DIRECTIONS
1 > In the forum thread about Boerboels, which breed was occasionally referred to as African Lion Hounds?
2 > Write the next part of the forum thread about Boerboels, beginning after its final sentence.

A dog breed bred to "take down lions" would be extinct! Rhodesian Ridgebacks are the breed that occasionally used to be referred to as African Lion Hounds - and they were bred to harry and bay a lion, NOT to attack it.

I have met some Boerboels. The four that I know well are super dogs - but they are that way because the owner (and breeder of two of them) has put in a huge amount of effort to train them and to socialise them. They have their bronze good citizens tests - and will easily pass their silvers and golds too, I expect. 3 of them participate in competitive obedience and they are amazing to watch. But they are like this because she puts in the effort and they are well exercised. They also work her stock on her farm. This is, most definitely, not the breed for your average dog owner. If you want one, you will need to do LOTS of research (contact the breed secretary of the UK club) - the breed has several health issues - and you will have to do LOTS of work with your dog.


----------



## saint_bigmal (Jan 11, 2010)

james1 said:


> Just wondering what makes you think youd be able to train it correctly? Youve been told their personalities - and it seems a very difficult one to balance.
> Theres a bit of a difference from getting yor leg chewed off by an agressive jack russel and getting a chomping from a dog of this size im sure youd agree? Looking at their history it is a hunting/fighting dog, built for huge protection, defense and attack that isnt going to be bred out for a dozen years. You dont want to talk yourself of a dog like this simply on rarity - it will be a handful that id think anyone would drastically underestimate.
> My comments about it not being for these shores stands .. its a Boer breed used hard and for a purpose, i dont see that purpose fitting in well on Hyde park.
> 
> just read your above comments - youd definitely have to know all there is to know about a breed like this agreed


Well for one if I lived in London I wouldn't even consider getting one. I live in a medium sized town surrounded by countryside and a lot of open space, so this would not be an issue. 
The dog is NOT a fighting breed and has never been used or bred for that purpose. It's a misconception people have when they look at mastiff type dogs and assume they are bred for fighting. Bullmastiffs, Bordeaux, BB are definately not bred to fight. They do need a job to do, with them being a new breed to these shores they will still have the instinct to guard and protect, but also to some extent to herd and serve. It's much like a border collie in the respect that they have a strong instinct to herd, and if they aren't given enough exercise they can become problematic and obsessive out of boredom.

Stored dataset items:
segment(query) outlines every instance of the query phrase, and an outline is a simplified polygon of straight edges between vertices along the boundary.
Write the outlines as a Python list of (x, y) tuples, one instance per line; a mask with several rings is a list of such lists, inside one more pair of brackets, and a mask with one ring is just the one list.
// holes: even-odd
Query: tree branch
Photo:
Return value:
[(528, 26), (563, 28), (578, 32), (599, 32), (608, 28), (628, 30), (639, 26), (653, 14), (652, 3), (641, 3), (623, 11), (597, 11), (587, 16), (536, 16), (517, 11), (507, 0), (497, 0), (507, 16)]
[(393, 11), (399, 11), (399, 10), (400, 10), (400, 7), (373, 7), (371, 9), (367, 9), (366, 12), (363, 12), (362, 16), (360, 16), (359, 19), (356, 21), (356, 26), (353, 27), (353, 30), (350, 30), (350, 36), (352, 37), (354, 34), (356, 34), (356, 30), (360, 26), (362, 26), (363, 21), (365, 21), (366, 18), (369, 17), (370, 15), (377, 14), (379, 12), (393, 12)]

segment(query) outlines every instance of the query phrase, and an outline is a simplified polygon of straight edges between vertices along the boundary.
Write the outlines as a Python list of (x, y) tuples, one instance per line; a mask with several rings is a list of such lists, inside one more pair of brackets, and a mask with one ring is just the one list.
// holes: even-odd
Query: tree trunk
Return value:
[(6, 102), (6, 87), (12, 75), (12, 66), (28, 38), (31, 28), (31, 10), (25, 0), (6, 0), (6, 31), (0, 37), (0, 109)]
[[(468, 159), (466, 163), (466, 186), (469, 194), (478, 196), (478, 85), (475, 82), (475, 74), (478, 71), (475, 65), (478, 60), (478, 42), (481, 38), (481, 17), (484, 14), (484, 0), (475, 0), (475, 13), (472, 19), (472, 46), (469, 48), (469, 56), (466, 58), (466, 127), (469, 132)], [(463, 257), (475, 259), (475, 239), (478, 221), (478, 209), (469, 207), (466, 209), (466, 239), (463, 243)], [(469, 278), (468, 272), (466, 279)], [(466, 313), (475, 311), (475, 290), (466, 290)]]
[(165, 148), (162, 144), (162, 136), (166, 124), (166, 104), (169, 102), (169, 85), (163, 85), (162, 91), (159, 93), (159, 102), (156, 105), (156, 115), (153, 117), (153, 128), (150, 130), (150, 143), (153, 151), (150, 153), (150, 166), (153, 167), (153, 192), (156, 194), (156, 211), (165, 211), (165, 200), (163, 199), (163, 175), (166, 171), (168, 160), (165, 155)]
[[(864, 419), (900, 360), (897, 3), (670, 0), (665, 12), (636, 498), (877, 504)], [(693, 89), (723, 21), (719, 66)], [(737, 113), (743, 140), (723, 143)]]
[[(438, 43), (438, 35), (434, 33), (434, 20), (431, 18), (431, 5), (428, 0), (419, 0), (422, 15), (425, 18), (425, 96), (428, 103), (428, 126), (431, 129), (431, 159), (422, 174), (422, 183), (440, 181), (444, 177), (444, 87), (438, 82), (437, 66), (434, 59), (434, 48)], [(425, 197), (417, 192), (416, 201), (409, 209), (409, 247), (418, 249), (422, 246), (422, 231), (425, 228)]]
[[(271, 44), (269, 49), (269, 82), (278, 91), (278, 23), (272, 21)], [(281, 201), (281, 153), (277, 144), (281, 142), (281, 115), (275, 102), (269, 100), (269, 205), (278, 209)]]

ANSWERS FOR THIS EXERCISE
1 > Rhodesian Ridgebacks.

2 >
I know how to train a dog, a was in the british gsd society for a few years a took our collie training with them. I would never get a BB and not take it to classes, or spend ample time training it myself. Any dog with correct training Unless it has neurological problems, can be a well behaved and social dog. Just because it looks intimidating, does not mean it is going to bite someone.


----------



## Nonnie (Apr 15, 2009)

Ive met one once, first time ive even ever heard of the breed, and she was lovely.

She was a rescue that had been shipped over from SA, and was owned by an older couple (in their 60's). Apart from being scared of small spaces (she had been locked in a crate for the large portion of her life) she had a wonderful temperament. Loved people, greeted everyone and was rather calm after the inital greeting.

Good luck in your search.


----------



## saint_bigmal (Jan 11, 2010)

Nonnie said:


> Ive met one once, first time ive even ever heard of the breed, and she was lovely.
> 
> She was a rescue that had been shipped over from SA, and was owned by an older couple (in their 60's). Apart from being scared of small spaces (she had been locked in a crate for the large portion of her life) she had a wonderful temperament. Loved people, greeted everyone and was rather calm after the inital greeting.
> 
> Good luck in your search.


after being locked up, it's understandable and that would be the same for any breed. Sounds like a great dog!! Thanks for the info!


----------



## Acacia86 (Dec 30, 2008)

Saint Bigmal i think you would be a great BB owner from what i have heard!! Good luck in your search and please stick around...........and definately keep us up to date with your search.

xx


----------



## saint_bigmal (Jan 11, 2010)

Cheers Acacia, very good of you to say!!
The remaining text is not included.